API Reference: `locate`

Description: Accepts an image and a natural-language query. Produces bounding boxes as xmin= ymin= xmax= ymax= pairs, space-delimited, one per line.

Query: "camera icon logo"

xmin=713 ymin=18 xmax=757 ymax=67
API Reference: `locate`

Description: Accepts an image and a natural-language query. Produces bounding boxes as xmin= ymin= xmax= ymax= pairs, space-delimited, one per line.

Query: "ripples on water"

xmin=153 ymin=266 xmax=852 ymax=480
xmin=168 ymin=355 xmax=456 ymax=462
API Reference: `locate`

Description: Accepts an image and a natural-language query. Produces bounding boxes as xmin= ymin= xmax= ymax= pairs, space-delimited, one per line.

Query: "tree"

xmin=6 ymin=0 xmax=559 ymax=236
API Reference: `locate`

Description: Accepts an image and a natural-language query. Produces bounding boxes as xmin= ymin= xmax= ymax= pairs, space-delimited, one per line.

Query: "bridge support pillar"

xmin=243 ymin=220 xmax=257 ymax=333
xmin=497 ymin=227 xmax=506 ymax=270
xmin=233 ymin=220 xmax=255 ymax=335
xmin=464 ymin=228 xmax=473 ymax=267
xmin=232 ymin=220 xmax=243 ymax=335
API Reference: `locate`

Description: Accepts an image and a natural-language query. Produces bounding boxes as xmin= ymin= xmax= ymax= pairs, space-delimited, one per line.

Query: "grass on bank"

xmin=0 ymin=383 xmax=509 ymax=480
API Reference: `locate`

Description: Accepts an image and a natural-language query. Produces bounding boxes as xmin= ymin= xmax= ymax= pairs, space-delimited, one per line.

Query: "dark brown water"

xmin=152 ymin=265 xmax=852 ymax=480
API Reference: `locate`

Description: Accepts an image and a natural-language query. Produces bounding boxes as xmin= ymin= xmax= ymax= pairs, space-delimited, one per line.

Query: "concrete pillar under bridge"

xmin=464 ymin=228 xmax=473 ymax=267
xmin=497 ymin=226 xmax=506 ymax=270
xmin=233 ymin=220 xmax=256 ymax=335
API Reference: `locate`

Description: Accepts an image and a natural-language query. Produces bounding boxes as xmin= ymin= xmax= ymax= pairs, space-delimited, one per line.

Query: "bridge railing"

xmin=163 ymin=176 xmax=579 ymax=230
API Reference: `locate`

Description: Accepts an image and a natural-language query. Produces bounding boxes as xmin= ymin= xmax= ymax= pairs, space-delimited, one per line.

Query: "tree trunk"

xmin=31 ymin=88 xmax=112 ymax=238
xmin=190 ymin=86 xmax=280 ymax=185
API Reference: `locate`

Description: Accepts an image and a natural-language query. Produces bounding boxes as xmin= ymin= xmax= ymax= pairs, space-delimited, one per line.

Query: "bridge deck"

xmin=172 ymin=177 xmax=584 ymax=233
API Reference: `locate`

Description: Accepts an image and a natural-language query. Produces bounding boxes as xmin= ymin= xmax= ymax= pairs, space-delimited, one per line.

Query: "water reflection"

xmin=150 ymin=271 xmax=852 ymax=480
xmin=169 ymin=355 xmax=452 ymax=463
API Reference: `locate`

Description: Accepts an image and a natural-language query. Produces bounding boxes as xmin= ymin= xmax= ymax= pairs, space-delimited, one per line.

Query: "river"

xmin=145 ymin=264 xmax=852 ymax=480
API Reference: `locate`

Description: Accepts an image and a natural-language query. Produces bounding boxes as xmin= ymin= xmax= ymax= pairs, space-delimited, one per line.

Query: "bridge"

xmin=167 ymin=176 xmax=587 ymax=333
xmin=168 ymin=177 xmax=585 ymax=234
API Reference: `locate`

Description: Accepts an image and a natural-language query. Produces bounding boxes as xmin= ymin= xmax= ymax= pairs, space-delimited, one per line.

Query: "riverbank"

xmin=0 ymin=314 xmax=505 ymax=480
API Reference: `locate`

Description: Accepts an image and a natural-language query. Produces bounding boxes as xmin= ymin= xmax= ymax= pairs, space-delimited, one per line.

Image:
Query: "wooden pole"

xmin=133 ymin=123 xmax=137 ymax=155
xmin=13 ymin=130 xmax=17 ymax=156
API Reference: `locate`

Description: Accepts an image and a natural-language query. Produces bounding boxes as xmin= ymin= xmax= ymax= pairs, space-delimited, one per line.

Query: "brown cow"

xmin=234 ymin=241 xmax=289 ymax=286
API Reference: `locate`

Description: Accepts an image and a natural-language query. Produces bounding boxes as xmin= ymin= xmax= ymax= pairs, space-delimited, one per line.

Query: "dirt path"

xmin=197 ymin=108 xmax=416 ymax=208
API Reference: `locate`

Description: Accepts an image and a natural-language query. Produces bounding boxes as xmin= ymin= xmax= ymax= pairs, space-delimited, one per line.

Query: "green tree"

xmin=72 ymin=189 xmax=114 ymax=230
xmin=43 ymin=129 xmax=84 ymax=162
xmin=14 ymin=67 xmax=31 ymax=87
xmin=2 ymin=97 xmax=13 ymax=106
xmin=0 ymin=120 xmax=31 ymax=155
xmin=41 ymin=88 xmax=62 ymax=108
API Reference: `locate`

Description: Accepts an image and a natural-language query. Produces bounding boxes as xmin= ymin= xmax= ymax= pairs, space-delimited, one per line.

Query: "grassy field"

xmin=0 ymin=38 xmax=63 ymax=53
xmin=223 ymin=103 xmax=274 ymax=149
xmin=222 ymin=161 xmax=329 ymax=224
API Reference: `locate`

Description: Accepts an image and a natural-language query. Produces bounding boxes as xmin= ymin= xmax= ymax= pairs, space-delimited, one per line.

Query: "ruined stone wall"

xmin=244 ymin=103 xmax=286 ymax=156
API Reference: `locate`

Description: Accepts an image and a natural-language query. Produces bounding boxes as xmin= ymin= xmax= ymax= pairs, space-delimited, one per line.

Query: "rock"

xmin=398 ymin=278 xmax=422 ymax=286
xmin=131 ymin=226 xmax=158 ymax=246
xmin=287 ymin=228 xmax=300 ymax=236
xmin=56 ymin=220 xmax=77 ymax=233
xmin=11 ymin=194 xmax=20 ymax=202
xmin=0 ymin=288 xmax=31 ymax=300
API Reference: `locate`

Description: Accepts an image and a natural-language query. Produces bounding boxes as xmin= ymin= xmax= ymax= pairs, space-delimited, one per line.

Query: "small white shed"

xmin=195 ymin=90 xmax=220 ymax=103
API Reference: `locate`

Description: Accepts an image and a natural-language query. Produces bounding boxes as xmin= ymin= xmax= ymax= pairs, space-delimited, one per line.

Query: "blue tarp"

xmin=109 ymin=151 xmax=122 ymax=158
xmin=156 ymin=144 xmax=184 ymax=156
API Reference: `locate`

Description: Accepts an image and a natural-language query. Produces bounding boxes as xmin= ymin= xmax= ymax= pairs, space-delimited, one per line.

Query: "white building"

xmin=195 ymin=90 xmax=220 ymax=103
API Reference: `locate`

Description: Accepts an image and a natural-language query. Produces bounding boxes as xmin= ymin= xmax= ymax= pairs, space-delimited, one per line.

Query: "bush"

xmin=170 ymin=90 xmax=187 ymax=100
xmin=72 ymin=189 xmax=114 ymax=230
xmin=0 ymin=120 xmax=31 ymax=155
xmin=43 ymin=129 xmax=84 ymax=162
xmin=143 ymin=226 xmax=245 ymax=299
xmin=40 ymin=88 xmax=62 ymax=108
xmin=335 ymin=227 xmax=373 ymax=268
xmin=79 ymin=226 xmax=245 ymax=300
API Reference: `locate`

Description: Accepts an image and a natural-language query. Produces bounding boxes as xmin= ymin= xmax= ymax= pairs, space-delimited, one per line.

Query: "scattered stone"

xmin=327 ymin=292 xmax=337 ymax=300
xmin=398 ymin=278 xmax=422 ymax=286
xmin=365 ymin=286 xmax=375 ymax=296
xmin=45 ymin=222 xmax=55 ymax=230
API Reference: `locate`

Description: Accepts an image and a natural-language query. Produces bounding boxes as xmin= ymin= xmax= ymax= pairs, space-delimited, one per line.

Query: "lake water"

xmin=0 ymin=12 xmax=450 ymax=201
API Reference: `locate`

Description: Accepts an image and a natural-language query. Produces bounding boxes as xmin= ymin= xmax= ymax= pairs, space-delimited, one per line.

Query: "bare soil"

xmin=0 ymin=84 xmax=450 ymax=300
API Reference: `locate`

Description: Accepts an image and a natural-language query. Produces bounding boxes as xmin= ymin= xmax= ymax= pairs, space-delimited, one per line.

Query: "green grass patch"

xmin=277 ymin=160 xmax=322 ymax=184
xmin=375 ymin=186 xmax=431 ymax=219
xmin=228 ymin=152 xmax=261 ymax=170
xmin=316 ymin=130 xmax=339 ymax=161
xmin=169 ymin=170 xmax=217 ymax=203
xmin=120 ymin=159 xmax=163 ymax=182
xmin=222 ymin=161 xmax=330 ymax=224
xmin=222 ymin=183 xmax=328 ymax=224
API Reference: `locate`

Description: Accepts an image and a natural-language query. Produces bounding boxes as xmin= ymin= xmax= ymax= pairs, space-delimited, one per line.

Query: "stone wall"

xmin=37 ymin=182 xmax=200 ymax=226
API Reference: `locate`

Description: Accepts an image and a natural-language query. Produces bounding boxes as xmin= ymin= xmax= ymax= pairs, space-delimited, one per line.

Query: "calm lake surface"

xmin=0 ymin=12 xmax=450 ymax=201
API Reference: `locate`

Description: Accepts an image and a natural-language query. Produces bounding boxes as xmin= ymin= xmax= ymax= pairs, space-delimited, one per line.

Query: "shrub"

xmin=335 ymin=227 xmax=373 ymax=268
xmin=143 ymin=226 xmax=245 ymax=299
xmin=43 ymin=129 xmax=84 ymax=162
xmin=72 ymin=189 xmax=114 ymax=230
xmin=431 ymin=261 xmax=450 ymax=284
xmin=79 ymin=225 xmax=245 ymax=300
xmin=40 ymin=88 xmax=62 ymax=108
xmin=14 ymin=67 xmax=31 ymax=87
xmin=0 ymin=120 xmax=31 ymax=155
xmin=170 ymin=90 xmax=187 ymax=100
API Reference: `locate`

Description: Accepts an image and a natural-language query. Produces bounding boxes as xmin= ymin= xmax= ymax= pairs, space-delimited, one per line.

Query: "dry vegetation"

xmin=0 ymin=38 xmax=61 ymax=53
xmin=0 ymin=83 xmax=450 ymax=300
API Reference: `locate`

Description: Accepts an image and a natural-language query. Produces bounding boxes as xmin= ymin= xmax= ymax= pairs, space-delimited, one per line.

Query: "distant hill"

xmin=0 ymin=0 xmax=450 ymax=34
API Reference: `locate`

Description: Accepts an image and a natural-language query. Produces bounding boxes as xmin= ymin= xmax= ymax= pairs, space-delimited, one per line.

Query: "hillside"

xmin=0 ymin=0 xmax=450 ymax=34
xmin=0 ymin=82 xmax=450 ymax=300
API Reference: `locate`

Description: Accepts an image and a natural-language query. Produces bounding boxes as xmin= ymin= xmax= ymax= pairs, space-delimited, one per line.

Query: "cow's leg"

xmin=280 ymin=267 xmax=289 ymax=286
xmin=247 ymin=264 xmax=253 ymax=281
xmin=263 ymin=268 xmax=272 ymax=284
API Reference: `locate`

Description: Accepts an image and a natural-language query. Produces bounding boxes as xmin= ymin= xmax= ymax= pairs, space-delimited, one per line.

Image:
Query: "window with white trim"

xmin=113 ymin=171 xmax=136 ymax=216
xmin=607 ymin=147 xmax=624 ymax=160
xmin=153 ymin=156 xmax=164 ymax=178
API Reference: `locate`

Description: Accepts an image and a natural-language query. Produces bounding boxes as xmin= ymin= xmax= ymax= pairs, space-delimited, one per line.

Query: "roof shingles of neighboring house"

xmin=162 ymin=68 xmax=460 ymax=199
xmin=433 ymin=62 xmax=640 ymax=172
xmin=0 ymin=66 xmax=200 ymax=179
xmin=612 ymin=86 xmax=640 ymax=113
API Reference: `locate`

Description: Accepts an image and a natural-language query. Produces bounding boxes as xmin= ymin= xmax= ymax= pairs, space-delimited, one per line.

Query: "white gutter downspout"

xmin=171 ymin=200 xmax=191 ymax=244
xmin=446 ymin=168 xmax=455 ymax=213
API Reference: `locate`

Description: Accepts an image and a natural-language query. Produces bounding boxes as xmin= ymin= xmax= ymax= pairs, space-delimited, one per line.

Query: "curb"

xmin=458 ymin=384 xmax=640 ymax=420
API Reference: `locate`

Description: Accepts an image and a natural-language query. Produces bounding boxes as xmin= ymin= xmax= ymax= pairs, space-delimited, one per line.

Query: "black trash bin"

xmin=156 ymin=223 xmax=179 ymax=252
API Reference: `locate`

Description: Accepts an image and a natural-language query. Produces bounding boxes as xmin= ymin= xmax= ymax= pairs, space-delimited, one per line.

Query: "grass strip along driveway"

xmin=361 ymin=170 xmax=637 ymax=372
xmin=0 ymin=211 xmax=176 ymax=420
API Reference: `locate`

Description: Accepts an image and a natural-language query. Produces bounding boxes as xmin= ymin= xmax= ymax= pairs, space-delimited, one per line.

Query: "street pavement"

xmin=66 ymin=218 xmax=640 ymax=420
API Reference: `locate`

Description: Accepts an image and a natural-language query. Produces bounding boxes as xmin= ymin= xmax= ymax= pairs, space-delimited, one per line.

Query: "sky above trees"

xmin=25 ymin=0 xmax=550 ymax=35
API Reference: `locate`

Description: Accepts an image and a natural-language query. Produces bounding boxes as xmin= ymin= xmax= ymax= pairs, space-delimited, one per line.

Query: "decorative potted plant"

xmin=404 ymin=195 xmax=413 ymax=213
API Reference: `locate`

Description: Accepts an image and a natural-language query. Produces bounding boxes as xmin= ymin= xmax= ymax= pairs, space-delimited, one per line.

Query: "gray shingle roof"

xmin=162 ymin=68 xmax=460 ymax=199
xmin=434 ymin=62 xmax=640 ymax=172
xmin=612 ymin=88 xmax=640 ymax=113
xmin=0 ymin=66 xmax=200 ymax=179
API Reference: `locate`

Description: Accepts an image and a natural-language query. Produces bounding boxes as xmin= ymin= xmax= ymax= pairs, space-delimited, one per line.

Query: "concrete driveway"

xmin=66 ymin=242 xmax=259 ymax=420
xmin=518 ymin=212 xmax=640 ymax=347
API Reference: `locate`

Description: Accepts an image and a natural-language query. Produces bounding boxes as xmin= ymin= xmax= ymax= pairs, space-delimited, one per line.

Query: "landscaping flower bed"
───
*WHAT YOU WILL DO*.
Reproduce the data above verbatim, from its first line through the line containing "xmin=168 ymin=355 xmax=456 ymax=462", with both of those lines included.

*ANSWER TO THE TASK*.
API Reference: `locate`

Description: Accepts an image and a natural-language query. Produces bounding boxes as xmin= ymin= xmax= ymax= pairs, space-delimited, one per line.

Query: "camera icon logo"

xmin=713 ymin=18 xmax=757 ymax=67
API Reference: `locate`

Description: Accepts an image and a natural-language query. Produces bounding boxes as xmin= ymin= xmax= ymax= pairs, space-delimited, one per line.

Query: "ripples on water"

xmin=153 ymin=266 xmax=852 ymax=480
xmin=168 ymin=355 xmax=456 ymax=462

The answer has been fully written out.